The following considerations provide guidance regarding what constitutes “evidence to the contrary”:
(A) Confinement is necessary to protect society by restraining a defendant who has a long history of criminal conduct;
(B) Confinement is necessary to avoid depreciating the seriousness of the offense or confinement is particularly suited to provide an effective deterrence to others likely to commit similar offenses; or
-5- (C) Measures less restrictive than confinement have frequently or recently been applied unsuccessfully to the defendant . . . .
Tenn. Code Ann. § 40-35-103(1); see also Carter, 254 S.W.3d at 347. Additionally, the principles of sentencing reflect that the sentence should be no greater than that deserved for the offense committed and should be the least severe measure necessary to achieve the purposes for which the sentence is imposed. Tenn. Code Ann. § 40-35-103(2), (4). The court should also consider the defendant’s potential for rehabilitation or treatment in determining the appropriate sentence. Tenn. Code Ann. § 40-35-103(5).
Here, the Defendant was sentenced as a persistent offender. Because the Defendant was not a mitigated or standard offender, he is not considered a favorable candidate for alternative sentencing. In light of his persistent offender status, it is the Defendant who bears the burden of establishing suitability for an alternative sentencing option.
Based upon our de novo review, we conclude that the record supports a sentence of total incarceration. The trial court denied an alternative sentence based upon the Defendant’s lengthy criminal history and his demonstrated failure at past rehabilitative efforts. Again, the Defendant’s criminal record was extensive and occurred over a long period of time, beginning when he reached the age of majority. He had four prior convictions for violation of the Habitual Offenders Act. The Defendant was on community corrections for being an habitual offender at the time he committed the instant offense. The trial court properly considered the sentencing principles and all relevant facts and circumstances. Furthermore, the Defendant has not carried his burden of establishing his suitability for an alternative sentence and has not established that total suspension of his sentence serves the ends of justice or the best interest of the public. We cannot conclude that the trial court erred or abused its discretion by denying an alternative sentence.
Conclusion
Based on the foregoing reasoning and authorities, we conclude that the sentence as imposed is not excessive that the trial court did not err in denying the Defendant an alternative sentence. The judgment of the Bedford County Circuit Court is affirmed.

■ ■ ■ ■ ■

| Set exercise 1 |
Retype the court opinion from "Here, the Defendant" up to and including "alternative sentencing option.".
The court opinion and the records are unrelated to each other.

■ ■ ■ ■ ■

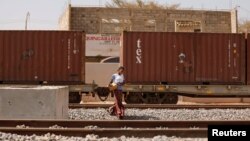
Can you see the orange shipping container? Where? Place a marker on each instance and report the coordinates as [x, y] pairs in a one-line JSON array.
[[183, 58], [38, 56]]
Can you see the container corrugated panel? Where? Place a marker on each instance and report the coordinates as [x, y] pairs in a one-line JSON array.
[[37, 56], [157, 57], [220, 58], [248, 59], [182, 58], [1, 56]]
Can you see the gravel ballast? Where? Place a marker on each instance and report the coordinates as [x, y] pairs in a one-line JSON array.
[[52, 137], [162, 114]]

■ ■ ■ ■ ■

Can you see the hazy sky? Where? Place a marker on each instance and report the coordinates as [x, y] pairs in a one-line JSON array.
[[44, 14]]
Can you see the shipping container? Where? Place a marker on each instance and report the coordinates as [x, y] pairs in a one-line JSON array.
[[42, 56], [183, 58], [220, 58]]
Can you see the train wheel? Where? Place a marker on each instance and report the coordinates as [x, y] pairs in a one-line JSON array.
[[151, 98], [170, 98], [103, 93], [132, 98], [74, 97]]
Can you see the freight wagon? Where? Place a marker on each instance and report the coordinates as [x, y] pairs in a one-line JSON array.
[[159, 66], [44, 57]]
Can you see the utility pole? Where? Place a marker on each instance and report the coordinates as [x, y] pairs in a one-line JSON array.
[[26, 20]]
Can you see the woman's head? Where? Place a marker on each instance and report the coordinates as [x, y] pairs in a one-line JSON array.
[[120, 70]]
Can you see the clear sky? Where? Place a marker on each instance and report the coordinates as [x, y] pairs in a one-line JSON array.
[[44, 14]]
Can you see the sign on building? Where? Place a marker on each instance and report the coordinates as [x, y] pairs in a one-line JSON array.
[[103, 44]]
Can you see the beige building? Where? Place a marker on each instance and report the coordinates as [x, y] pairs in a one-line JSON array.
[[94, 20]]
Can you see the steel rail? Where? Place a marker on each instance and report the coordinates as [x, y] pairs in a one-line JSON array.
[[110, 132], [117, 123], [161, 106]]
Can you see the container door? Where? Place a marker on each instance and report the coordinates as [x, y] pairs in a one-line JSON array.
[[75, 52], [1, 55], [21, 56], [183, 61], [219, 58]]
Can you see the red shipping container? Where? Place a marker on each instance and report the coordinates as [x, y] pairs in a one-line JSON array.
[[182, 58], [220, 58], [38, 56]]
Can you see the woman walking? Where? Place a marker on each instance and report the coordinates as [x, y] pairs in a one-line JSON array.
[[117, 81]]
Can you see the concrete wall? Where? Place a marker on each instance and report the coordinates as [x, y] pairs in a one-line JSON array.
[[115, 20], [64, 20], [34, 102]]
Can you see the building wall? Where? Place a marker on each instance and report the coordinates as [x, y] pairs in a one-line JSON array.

■ ■ ■ ■ ■

| Set exercise 2 |
Put only the records from the line with "Can you see the container corrugated" up to and including the line with "58], [1, 56]]" into a two-column CSV with the columns input and output. Use one row per record, holding its text and its answer, and put each value in a single quoted field with line breaks replaced by spaces.

| Problem solution 1 |
Here, the Defendant was sentenced as a persistent offender. Because the Defendant was not a mitigated or standard offender, he is not considered a favorable candidate for alternative sentencing. In light of his persistent offender status, it is the Defendant who bears the burden of establishing suitability for an alternative sentencing option.

| Problem solution 2 |
input,output
"Can you see the container corrugated panel? Where? Place a marker on each instance and report the coordinates as [x, y] pairs in a one-line JSON array.","[[37, 56], [157, 57], [220, 58], [248, 59], [182, 58], [1, 56]]"